SOURCE EXTRACT:
SharePoint Alerts - Force Scheduled Alerts, Remove Bad Alerts

--Push All Old Subscriptions
update SchedSubscriptions
  SET
        NotifyTime    = CASE WHEN (NotifyTime    IS NOT NULL) THEN NotifyTime    ELSE  @Now END - CASE WHEN (NotifyFreq = 1) THEN 1.0 ELSE 7.0 END,
        NotifyTimeUTC = CASE WHEN (NotifyTimeUTC IS NOT NULL) THEN NotifyTimeUTC ELSE  @Now END - CASE WHEN (NotifyFreq = 1) THEN 1.0 ELSE 7.0 END
  where Id in (select ss.Id
            FROM dbo.EventSubsMatches AS esm LEFT OUTER JOIN
            dbo.EventCache AS ec ON esm.EventId = ec.Id LEFT OUTER JOIN
            dbo.SchedSubscriptions AS ss ON esm.SubId = ss.Id LEFT OUTER JOIN
            dbo.EventLog AS el ON esm.EventId = el.Id
            WHERE (DATEDIFF(Hour,EventLog.eventtime,SchedSubscriptions.NotifyTimeUTC) > (24 * (CASE SchedSubscriptions.notifyfreq when 1 then 1.0 else 7.0 END))));
           
--Delete subscriptions with missing e-mail addresses
SET NOCOUNT ON;
DECLARE @sub uniqueidentifier;
DECLARE sub_cursor CURSOR FOR
    select ss.Id
    from UserInfo as ui inner join
    SchedSubscriptions as ss on ui.tp_ID = ss.UserId
    where ss.UserEmail = N'';
OPEN sub_cursor

FETCH NEXT FROM sub_cursor
INTO @sub
WHILE @@FETCH_STATUS = 0
BEGIN
    delete from SchedSubscriptions    where Id = @sub
    delete from EventSubsMatches    where SubId = @sub
    PRINT 'Deleting subscription with missing e-mail address ' + CAST(@sub as varchar(40))

(Pointing dataset excerpts)
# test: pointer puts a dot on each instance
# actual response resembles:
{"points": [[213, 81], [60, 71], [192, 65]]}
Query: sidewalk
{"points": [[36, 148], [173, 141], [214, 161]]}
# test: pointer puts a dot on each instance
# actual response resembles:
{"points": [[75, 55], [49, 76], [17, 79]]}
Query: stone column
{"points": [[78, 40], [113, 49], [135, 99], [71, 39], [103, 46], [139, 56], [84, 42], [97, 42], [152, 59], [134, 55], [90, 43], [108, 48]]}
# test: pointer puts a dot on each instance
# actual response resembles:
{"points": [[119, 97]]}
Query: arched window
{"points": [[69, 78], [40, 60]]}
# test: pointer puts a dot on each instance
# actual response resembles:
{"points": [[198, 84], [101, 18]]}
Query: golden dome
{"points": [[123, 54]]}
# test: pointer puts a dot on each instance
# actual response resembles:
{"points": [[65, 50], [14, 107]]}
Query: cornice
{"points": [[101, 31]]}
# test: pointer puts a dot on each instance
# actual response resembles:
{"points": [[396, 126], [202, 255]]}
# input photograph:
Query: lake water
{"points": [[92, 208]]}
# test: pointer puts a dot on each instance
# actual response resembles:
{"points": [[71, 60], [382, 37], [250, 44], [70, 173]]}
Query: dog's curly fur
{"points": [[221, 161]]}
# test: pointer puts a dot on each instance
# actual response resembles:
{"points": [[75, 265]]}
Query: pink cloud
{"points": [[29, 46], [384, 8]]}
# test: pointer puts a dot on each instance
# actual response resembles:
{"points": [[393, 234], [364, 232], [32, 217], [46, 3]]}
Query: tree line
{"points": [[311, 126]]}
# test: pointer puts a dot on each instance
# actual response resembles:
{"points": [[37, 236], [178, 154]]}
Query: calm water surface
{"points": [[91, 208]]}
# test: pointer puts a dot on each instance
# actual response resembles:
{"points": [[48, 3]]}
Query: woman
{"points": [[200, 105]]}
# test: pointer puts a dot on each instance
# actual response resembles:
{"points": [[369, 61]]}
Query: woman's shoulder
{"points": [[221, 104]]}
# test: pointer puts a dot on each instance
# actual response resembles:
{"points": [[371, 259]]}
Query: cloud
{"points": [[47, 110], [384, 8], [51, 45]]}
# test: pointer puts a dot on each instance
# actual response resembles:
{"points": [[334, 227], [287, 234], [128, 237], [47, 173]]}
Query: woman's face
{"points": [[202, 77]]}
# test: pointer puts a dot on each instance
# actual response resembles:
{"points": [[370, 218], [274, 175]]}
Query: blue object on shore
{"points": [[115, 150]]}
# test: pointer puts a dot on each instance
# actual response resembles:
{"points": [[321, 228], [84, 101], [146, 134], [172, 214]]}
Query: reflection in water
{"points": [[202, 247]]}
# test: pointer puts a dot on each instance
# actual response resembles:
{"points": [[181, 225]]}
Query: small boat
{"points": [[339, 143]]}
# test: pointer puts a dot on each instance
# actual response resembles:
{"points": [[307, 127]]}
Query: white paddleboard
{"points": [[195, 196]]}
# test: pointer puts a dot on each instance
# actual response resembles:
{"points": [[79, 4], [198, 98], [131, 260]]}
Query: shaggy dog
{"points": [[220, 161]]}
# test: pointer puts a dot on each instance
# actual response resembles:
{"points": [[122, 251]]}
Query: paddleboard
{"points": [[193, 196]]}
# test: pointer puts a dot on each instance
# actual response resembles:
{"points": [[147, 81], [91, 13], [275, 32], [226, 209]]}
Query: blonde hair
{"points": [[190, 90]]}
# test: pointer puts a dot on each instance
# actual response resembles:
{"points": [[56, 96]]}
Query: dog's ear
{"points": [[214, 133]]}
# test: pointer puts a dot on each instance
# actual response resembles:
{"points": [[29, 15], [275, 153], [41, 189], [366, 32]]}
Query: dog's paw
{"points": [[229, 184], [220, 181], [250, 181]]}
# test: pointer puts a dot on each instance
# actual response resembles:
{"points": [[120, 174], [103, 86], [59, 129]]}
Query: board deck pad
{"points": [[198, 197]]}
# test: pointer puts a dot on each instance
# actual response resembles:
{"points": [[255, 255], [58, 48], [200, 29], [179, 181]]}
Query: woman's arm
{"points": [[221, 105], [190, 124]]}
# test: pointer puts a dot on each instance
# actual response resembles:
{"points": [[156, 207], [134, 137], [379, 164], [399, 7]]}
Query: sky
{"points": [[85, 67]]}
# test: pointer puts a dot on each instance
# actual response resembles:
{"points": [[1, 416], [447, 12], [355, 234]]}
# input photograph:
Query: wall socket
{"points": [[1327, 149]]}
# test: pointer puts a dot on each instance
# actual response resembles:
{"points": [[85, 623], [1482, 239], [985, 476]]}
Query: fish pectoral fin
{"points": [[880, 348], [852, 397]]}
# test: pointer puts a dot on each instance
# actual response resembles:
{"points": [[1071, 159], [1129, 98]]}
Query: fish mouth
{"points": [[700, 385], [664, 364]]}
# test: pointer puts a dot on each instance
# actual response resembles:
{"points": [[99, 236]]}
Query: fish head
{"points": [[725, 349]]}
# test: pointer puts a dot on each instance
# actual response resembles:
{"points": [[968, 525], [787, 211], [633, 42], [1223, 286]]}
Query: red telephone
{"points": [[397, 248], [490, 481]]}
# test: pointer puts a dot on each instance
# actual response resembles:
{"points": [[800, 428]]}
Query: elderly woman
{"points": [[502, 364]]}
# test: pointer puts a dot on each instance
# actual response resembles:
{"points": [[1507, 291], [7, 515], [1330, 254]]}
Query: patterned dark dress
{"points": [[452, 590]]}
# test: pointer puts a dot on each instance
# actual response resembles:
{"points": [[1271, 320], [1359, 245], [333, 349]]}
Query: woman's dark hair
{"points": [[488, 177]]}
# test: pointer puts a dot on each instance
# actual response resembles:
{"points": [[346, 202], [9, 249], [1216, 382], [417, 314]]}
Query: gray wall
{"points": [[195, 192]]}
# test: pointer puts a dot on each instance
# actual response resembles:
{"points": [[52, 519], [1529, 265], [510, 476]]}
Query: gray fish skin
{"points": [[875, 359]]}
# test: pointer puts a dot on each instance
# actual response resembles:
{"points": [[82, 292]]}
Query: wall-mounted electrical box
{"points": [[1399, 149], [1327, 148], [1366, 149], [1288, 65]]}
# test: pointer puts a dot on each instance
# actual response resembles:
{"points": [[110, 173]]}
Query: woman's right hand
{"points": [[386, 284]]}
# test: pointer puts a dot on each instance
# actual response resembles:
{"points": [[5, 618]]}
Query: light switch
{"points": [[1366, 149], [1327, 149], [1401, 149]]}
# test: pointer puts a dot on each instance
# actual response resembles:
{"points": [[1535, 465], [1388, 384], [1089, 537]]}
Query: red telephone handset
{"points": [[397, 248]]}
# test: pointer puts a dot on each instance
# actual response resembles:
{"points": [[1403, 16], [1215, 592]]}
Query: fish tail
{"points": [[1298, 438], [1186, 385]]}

WORK TO DO:
[a] In the SharePoint alerts script, which two tables have rows deleted for a subscription whose e-mail address is empty?
[b] Rewrite the section of the SharePoint alerts script that begins "--Push All Old Subscriptions" as a short plain-language list of what it does.

RESPONSES:
[a] SchedSubscriptions and EventSubsMatches.

[b]
- Updates the SchedSubscriptions table.
- Sets NotifyTime to its current value, or to @Now if it is null, then subtracts 1.0 when NotifyFreq is 1 and 7.0 otherwise.
- Sets NotifyTimeUTC the same way.
- Applies only to subscription Ids found by joining EventSubsMatches with EventCache, SchedSubscriptions and EventLog.
- Within that join, selects only rows where the hours between the event time and NotifyTimeUTC exceed 24 times 1.0 (when notifyfreq is 1) or 24 times 7.0 (otherwise).